Transcribe the tail of the listing: start at the line containing "Could you please point to the stone" and stop after the last line, keeping every character as is and adding nothing.
***
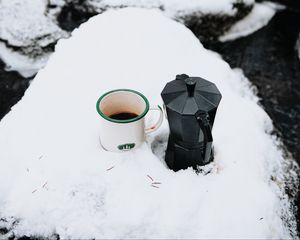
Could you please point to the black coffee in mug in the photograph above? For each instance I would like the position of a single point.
(123, 116)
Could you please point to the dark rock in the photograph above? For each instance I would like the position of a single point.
(270, 60)
(12, 88)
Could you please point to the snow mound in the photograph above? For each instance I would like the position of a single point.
(174, 7)
(259, 17)
(56, 179)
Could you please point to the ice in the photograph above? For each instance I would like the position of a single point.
(56, 179)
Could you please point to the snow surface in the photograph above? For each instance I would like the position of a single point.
(55, 178)
(174, 8)
(259, 17)
(30, 25)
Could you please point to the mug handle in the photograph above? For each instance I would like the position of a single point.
(159, 121)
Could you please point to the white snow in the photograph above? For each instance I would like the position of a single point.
(30, 26)
(53, 175)
(174, 8)
(259, 17)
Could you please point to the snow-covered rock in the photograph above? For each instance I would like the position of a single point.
(55, 178)
(26, 30)
(259, 17)
(207, 19)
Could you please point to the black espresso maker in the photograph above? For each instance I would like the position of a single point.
(191, 104)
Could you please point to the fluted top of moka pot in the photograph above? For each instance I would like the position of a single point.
(187, 95)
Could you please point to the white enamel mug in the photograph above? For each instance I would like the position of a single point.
(119, 134)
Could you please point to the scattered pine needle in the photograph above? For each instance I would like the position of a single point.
(110, 168)
(156, 183)
(150, 178)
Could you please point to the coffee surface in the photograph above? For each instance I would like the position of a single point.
(123, 116)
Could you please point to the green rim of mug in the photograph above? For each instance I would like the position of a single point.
(122, 121)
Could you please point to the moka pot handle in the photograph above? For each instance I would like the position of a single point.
(203, 120)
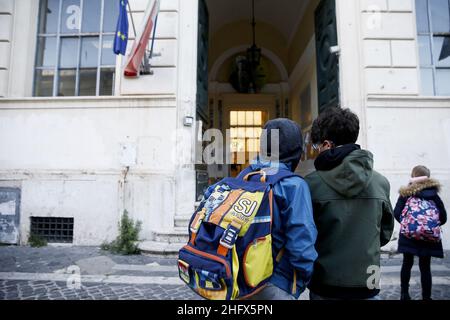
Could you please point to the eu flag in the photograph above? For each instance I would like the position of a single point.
(121, 38)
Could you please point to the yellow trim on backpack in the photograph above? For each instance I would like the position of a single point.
(235, 259)
(258, 261)
(294, 284)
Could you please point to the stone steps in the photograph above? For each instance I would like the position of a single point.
(160, 248)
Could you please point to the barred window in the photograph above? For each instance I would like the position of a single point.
(433, 27)
(74, 48)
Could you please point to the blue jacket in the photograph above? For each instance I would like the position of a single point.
(294, 232)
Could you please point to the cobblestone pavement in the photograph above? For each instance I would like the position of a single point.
(88, 273)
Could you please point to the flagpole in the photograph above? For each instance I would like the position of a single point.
(132, 23)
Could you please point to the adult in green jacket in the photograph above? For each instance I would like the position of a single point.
(352, 211)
***
- _Response below_
Could you please point to the stone steps in the photograph above? For each instance I would like the position of a single point.
(160, 248)
Could you please point to the barred window in the photograph above? For each instance I would like the position of a single point.
(433, 27)
(74, 48)
Could you please point to the blue jacket in the photograph above? For each instance I would like the position of a single point.
(294, 232)
Could you please point to the cobblestone pavement in the photograph above? For each instance I would like the position of a single point.
(88, 273)
Could you please point to the flagpole in the photograph above? For each instance I would like the position of a single point.
(132, 23)
Could you please point to the adult in green jacket in the photograph above? For each instance I would like the position of a single point.
(352, 211)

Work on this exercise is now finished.